Problem details – Render every line of the entries below as a Markdown table with the columns Row and Line, numbering the rows and skipping blank lines. Leave the pictures out of the table.

— START Listed records —

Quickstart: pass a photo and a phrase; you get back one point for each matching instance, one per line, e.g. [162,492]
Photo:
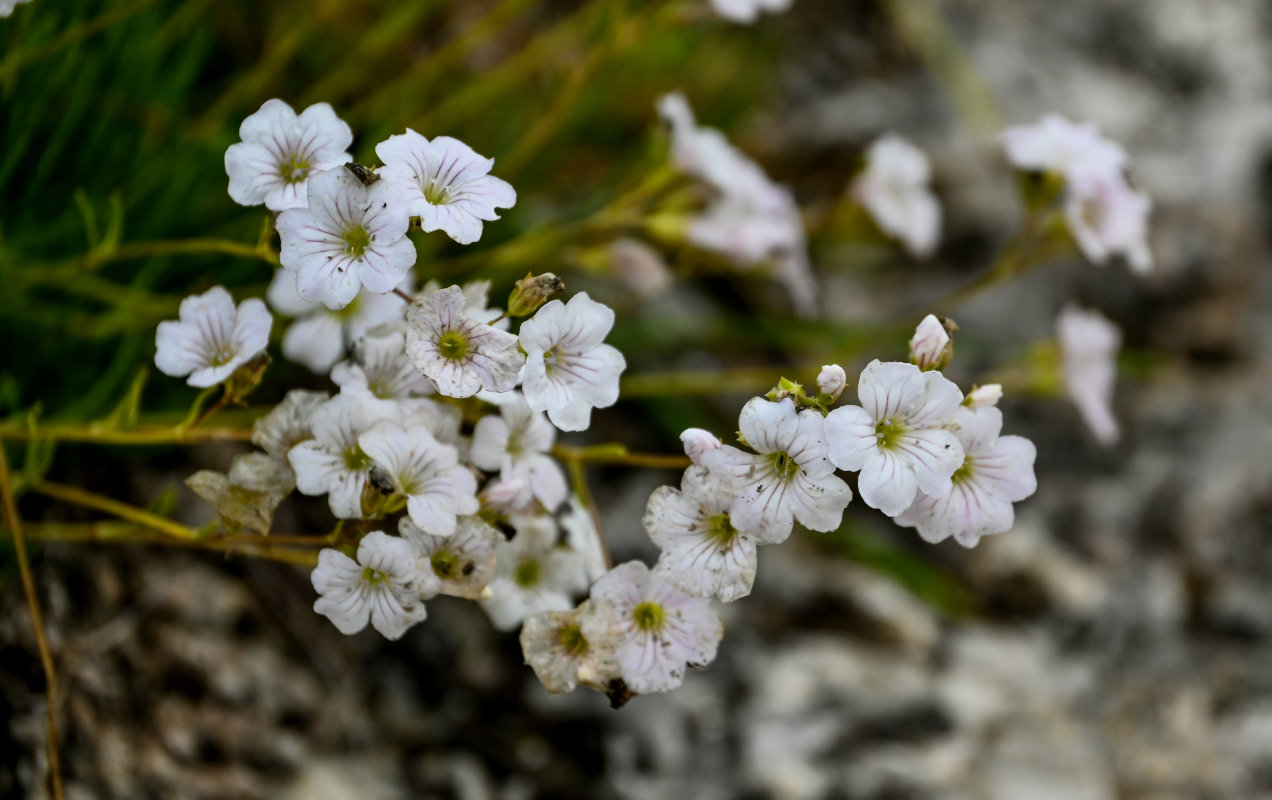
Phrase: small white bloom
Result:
[985,396]
[896,190]
[1108,218]
[351,235]
[332,463]
[832,380]
[6,6]
[476,303]
[517,444]
[280,151]
[569,372]
[927,346]
[463,561]
[384,585]
[697,443]
[1089,345]
[443,182]
[457,352]
[1064,148]
[211,338]
[570,648]
[639,267]
[378,368]
[288,424]
[662,630]
[247,496]
[896,438]
[752,220]
[704,555]
[534,574]
[317,337]
[996,472]
[428,473]
[790,476]
[748,10]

— END Listed records —

The result –
| Row | Line |
|---|---|
| 1 | Quickstart: pass a photo and a phrase; you get back one point for each matching instance, one per line, e.g. [162,492] |
| 2 | Photo: |
| 3 | Phrase: small white bloom |
| 4 | Result: |
| 5 | [985,396] |
| 6 | [896,190] |
| 7 | [1108,218] |
| 8 | [351,235] |
| 9 | [332,463] |
| 10 | [832,380] |
| 11 | [6,6] |
| 12 | [476,303] |
| 13 | [517,444] |
| 14 | [280,151] |
| 15 | [569,372] |
| 16 | [927,346] |
| 17 | [463,561] |
| 18 | [384,585] |
| 19 | [697,443] |
| 20 | [1089,345] |
| 21 | [443,182] |
| 22 | [457,352] |
| 23 | [1064,148] |
| 24 | [211,338] |
| 25 | [570,648] |
| 26 | [639,267] |
| 27 | [378,368] |
| 28 | [288,424] |
| 29 | [662,630] |
| 30 | [247,496] |
| 31 | [896,438] |
| 32 | [752,220] |
| 33 | [704,555] |
| 34 | [534,574] |
| 35 | [317,337] |
| 36 | [996,472] |
| 37 | [428,473] |
| 38 | [790,476] |
| 39 | [748,10] |